___ Excerpted data ___

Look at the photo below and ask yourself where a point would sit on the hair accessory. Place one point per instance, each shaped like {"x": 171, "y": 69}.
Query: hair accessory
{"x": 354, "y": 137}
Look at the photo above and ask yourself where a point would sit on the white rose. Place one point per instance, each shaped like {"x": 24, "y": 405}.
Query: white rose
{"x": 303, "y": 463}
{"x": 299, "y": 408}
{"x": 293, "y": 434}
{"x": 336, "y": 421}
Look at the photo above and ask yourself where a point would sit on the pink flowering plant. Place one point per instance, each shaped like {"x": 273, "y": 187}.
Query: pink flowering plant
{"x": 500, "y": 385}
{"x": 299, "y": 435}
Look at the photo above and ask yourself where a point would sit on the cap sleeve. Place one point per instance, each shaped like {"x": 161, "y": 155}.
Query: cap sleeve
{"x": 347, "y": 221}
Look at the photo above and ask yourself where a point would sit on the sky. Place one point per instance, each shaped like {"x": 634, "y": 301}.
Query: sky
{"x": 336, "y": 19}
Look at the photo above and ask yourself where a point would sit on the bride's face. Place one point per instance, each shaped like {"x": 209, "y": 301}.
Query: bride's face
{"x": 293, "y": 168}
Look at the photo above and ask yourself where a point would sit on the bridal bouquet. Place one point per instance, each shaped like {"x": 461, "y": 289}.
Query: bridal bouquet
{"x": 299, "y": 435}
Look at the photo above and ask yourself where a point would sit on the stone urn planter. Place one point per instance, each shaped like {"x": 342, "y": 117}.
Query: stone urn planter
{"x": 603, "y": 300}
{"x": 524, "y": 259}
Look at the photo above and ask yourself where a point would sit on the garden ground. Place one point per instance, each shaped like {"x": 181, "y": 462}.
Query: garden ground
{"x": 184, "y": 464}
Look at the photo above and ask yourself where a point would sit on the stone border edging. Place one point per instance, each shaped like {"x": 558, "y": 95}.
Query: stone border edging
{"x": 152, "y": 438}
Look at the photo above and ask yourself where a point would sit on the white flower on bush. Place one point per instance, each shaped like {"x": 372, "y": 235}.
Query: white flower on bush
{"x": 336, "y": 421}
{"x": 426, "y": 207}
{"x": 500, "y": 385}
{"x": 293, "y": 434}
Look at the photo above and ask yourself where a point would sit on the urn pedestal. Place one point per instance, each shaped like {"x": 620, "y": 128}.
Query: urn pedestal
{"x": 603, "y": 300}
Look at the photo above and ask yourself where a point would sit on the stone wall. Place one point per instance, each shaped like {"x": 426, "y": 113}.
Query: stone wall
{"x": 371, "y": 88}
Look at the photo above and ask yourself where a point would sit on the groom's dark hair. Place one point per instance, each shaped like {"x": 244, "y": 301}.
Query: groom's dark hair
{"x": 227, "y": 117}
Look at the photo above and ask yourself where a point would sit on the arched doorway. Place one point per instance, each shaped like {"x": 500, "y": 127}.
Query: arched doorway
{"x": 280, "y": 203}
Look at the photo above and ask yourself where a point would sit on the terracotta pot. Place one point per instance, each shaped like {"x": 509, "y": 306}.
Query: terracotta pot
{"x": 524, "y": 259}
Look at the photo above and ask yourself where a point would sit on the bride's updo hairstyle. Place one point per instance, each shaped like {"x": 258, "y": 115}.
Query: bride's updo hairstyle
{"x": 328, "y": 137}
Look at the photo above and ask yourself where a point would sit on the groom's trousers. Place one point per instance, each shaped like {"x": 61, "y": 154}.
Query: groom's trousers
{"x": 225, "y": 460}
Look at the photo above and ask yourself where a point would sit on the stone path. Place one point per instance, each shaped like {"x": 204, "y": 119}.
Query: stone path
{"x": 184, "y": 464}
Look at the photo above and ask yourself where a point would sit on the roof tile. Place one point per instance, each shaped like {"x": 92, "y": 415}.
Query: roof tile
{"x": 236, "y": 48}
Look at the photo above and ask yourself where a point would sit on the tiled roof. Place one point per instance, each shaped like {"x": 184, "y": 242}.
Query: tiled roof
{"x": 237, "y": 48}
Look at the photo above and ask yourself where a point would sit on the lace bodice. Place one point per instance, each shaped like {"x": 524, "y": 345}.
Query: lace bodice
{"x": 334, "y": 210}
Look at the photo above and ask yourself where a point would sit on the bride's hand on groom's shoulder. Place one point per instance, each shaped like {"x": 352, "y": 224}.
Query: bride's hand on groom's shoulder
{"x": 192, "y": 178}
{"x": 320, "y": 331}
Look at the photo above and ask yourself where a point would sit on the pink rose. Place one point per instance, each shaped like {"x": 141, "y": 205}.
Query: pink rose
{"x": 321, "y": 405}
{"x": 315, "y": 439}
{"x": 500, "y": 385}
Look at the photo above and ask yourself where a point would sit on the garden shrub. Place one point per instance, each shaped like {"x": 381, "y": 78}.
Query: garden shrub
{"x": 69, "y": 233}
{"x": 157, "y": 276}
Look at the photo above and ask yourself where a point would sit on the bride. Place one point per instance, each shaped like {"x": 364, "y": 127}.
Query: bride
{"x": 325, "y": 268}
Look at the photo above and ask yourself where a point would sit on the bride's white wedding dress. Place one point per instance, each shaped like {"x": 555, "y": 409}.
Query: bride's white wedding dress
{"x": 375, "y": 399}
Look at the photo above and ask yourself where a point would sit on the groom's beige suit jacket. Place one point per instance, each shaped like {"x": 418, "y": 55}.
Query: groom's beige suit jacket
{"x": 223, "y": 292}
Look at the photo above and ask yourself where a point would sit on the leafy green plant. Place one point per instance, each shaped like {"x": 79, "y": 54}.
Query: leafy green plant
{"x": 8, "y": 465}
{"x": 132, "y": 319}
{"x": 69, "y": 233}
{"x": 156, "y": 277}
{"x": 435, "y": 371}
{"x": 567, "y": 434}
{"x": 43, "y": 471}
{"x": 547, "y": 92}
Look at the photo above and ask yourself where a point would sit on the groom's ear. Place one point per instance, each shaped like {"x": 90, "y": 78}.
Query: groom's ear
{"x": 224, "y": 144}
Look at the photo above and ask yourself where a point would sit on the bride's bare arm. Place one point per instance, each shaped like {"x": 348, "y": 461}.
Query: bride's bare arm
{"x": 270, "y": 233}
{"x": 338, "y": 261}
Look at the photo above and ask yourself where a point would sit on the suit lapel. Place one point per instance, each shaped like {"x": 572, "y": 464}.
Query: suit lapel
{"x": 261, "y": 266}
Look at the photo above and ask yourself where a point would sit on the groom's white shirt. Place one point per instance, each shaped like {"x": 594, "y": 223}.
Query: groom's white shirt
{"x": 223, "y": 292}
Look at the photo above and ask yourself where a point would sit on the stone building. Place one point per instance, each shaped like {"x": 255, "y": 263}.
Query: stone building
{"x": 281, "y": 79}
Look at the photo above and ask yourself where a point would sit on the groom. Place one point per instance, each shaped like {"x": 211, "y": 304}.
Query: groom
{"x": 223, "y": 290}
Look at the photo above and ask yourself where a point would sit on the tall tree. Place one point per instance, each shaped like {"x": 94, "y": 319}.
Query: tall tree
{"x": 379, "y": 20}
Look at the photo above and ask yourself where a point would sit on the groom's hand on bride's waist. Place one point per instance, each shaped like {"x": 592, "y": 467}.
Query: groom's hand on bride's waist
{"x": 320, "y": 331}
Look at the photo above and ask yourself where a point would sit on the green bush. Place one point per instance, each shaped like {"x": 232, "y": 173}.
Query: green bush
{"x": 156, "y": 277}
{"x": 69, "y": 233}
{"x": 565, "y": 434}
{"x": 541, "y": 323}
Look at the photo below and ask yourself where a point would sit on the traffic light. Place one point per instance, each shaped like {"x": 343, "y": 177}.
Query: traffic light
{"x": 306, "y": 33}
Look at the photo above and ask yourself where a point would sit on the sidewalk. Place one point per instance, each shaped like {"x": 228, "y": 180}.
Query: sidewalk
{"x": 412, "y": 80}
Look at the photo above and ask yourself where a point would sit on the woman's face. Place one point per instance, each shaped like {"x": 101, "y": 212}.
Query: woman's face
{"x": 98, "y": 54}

___

• _Exercise description_
Copy the lines of the material exactly, starting at the line that contains "on the woman's" and ending at the end of the material.

• _Exercise result_
Look at the photo above and ask yourself where a point would sit on the woman's face. Place one point per instance, each shaped like {"x": 101, "y": 212}.
Query: woman's face
{"x": 98, "y": 54}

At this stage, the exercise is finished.